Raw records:

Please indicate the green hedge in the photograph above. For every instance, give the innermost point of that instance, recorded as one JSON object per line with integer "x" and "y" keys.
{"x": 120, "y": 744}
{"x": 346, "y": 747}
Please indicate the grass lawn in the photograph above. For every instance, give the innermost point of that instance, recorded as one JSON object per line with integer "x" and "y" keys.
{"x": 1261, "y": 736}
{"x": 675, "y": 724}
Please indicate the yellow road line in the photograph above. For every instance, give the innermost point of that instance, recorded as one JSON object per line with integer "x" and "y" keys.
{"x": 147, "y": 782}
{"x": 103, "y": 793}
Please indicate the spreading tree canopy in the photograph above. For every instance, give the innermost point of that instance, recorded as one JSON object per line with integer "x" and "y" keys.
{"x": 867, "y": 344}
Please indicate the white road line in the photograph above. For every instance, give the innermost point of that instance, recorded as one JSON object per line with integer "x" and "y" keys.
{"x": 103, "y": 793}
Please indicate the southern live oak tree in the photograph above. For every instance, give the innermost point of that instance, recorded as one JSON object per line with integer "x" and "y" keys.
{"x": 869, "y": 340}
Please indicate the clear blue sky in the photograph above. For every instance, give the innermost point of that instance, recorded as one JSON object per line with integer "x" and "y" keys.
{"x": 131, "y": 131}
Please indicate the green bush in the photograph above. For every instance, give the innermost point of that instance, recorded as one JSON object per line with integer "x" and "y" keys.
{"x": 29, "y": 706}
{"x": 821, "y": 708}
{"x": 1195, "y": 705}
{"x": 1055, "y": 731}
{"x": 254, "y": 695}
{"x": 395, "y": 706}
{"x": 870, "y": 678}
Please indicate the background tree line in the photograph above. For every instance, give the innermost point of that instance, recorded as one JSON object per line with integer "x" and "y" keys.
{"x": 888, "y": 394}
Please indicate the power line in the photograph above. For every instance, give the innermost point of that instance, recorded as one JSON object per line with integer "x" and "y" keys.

**GOAL:** In the listing above, replace "innermost point" with "central point" everywhere it occurs, and write out every line again with nothing else changed.

**FINISHED TASK:**
Please indicate the green hedge in the photograph above. For every instance, give the central point of that instance, recorded as one JSON object per line with integer "x" and "y" keys.
{"x": 120, "y": 744}
{"x": 346, "y": 747}
Please indicate the grass lawn in the photograph above. For every instance, give the central point of that instance, recorded as one JSON object per line with integer "x" and "y" keys.
{"x": 1261, "y": 736}
{"x": 675, "y": 724}
Please indicate the yellow road line in the photograph above. For every instance, give the central point of that instance, recorded as one JSON object per line with integer "x" and "y" keys.
{"x": 147, "y": 782}
{"x": 103, "y": 793}
Please indicate the spreading tree canopy in the photograph above. For every instance, give the central point of that instance, recorded as one JSON object per line with integer "x" and "y" keys.
{"x": 867, "y": 344}
Please indicate the white road line in the photograph above. For every instance, give the central point of that instance, recorded as one JSON object per line with integer "x" and "y" keys.
{"x": 103, "y": 793}
Please indicate the southern live oak tree in the photograph above. For every instance, give the central point of that instance, recorded as one JSON object per line with integer "x" and "y" keys.
{"x": 869, "y": 340}
Please indicate the clear blue sky in the photograph above. For every instance, give the central point of that instance, recorded as one JSON object per line with integer "x" and "y" keys.
{"x": 131, "y": 131}
Please indicate the green bush in the photograph above. For every instance, give the central point of that instance, recorded as one JSON object per line with integer "x" and "y" keys.
{"x": 29, "y": 706}
{"x": 821, "y": 708}
{"x": 1195, "y": 705}
{"x": 1055, "y": 731}
{"x": 254, "y": 695}
{"x": 395, "y": 706}
{"x": 870, "y": 678}
Please indicate the background tree line in the photograph above. For every instance, give the central point of that instance, recorded as one JSON object per line with integer "x" and "y" keys.
{"x": 888, "y": 394}
Please indicate the power line in the photograph above. For every instance, give the central point of that instance, recorded as one JSON object per line with integer "x" and "y" keys.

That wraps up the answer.